**WHAT YOU ARE ASKED TO DO**:
Whenever a line contains the string "with", copy it out of the entries.

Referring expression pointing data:

§ §

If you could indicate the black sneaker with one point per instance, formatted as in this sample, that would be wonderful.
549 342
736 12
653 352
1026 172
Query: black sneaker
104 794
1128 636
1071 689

§ §

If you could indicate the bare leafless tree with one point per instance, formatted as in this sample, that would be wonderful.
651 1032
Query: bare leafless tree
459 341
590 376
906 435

§ §

**WRITTEN RESPONSE**:
If you could indicate the black sneaker with one point per instance, formatted as in this sample, that would be wonderful.
If you could indicate the bare leafless tree with one point per instance, formatted as in this sample, that would be wonderful.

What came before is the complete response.